## START

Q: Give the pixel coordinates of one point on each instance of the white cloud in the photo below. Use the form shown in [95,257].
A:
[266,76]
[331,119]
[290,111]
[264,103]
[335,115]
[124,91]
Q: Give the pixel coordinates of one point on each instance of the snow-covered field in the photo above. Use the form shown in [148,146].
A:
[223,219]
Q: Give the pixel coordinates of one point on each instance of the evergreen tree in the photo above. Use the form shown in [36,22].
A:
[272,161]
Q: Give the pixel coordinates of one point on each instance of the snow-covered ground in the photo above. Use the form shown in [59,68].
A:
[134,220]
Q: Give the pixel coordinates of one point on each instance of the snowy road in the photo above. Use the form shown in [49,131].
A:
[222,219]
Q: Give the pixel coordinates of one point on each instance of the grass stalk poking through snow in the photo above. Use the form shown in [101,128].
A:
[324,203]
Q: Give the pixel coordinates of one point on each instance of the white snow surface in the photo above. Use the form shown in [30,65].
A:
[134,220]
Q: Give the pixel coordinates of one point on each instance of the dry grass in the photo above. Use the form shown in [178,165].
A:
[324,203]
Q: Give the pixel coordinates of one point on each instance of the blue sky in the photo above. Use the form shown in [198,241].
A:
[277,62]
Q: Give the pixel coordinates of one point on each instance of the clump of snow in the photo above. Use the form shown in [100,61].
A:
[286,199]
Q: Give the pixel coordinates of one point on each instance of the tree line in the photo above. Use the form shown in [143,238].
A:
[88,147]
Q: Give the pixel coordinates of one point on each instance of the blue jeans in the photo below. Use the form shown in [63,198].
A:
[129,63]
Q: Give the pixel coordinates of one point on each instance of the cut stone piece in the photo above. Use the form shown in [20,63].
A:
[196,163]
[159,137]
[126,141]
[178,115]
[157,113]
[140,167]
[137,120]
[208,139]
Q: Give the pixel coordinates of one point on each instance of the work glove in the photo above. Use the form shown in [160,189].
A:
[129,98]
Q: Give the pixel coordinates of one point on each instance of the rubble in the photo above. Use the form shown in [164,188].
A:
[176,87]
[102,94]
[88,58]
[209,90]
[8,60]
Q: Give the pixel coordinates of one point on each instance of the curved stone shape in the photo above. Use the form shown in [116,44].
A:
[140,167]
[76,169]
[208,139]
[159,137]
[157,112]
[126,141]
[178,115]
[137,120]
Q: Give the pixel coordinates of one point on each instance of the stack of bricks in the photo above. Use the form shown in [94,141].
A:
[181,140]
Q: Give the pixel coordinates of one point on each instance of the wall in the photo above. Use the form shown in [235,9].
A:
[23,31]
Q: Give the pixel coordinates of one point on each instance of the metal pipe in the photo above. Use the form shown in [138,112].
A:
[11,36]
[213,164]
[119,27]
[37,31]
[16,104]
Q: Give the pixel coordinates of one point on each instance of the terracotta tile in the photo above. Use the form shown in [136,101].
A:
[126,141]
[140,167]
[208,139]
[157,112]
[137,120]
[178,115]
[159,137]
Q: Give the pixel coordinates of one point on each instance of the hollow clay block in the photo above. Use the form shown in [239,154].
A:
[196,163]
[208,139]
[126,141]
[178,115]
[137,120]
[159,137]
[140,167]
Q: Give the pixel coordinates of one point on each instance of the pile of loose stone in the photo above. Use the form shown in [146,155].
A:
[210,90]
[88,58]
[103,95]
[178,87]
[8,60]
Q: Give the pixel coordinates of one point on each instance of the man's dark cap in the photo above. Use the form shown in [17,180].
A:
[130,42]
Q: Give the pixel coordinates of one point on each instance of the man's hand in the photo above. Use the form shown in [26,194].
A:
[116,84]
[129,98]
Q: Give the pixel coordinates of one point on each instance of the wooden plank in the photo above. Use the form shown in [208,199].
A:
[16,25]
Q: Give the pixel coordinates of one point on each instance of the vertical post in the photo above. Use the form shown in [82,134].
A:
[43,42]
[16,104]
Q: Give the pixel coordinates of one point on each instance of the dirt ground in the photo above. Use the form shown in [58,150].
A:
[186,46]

## END
## START

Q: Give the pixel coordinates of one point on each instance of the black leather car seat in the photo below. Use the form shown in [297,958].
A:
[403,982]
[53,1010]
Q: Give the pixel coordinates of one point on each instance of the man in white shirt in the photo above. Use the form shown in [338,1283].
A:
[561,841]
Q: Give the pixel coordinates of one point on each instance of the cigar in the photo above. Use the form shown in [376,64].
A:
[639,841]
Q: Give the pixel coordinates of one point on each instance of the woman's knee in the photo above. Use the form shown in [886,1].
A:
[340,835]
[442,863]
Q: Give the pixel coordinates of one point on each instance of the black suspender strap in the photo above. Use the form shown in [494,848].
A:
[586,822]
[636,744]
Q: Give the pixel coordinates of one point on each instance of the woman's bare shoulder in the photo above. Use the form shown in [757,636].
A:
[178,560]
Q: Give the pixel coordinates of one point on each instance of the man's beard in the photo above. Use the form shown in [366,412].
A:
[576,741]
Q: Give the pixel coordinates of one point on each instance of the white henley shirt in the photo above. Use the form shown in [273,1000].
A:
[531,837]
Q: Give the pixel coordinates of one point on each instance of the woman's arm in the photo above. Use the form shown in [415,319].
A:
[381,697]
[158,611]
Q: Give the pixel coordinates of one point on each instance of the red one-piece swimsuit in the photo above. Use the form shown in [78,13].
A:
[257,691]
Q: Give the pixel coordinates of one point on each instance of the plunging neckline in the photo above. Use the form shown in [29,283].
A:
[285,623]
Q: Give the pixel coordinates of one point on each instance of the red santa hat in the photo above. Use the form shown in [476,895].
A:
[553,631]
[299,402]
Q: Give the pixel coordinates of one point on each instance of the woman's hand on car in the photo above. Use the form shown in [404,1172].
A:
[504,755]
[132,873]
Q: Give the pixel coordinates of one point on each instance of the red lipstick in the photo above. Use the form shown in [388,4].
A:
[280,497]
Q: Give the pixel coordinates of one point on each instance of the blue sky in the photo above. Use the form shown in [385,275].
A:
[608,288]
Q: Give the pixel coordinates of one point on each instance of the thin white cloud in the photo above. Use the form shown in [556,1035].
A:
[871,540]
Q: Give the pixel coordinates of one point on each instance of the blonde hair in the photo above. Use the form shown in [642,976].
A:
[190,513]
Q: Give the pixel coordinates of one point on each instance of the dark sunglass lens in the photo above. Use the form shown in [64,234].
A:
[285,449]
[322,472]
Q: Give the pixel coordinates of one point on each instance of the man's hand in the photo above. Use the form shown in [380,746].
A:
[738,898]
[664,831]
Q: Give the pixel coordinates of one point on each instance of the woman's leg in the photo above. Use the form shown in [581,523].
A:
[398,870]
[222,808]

## END
## START

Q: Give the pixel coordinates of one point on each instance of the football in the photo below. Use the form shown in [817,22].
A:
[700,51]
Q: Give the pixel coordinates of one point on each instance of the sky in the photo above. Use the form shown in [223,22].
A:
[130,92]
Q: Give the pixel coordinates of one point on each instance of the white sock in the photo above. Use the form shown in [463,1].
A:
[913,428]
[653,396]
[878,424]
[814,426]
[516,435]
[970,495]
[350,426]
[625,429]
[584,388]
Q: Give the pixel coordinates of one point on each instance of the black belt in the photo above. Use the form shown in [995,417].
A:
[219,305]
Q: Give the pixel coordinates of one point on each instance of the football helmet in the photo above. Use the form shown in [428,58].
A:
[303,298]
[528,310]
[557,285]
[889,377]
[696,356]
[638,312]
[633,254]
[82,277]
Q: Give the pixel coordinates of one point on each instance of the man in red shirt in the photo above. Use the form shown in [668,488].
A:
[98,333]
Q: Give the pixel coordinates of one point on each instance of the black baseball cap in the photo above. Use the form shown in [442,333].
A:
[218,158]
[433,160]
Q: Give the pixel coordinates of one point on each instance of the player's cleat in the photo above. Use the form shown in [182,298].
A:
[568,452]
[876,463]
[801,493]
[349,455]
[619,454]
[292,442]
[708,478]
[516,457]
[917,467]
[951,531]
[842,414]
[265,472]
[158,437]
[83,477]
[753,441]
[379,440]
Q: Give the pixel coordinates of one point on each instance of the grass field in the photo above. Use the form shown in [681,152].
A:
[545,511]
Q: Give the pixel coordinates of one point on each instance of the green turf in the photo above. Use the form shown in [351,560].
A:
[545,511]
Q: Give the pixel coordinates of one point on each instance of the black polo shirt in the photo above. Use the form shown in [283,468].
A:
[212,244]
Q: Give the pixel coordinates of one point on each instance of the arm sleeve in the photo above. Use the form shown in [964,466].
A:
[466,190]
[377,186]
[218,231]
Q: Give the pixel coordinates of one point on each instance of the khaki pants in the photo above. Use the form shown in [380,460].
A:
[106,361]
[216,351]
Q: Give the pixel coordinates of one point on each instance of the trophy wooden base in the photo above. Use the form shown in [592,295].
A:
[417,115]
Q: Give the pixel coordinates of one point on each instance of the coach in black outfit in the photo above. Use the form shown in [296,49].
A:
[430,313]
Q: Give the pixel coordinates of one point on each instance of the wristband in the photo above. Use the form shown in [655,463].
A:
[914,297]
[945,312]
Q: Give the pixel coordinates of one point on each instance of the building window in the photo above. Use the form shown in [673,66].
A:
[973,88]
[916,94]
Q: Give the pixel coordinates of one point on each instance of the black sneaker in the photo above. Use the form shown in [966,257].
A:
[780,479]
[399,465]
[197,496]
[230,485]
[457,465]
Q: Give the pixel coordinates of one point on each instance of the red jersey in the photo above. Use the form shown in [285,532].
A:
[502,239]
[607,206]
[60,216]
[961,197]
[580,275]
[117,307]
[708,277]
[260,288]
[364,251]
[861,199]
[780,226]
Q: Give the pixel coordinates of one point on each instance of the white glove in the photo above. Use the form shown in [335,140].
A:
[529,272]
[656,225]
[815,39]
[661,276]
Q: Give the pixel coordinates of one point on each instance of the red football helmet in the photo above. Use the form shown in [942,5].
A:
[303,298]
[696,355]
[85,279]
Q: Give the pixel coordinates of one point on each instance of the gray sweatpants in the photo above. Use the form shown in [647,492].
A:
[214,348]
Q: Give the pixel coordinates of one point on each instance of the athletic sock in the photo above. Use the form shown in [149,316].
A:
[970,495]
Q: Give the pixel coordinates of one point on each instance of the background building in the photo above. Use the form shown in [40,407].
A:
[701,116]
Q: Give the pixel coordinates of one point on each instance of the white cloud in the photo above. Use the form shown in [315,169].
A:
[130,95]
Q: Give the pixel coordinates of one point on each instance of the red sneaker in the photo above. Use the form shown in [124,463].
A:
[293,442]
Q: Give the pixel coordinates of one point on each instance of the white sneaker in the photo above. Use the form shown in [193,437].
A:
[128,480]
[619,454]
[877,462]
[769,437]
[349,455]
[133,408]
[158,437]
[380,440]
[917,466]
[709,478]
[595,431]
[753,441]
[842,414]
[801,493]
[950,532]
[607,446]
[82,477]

## END

• [Written problem] Locate every line of the data above that contains the word "dark" and copy each of those lines.

• [Completed exercise]
Q: Give the pixel coordinates of one point on each instance of the man's dark cap in the photo above. Use the form shown in [17,180].
Q: Give the pixel coordinates of one point on each instance of the dark sunglass lens in the photo above. Use the form shown in [64,234].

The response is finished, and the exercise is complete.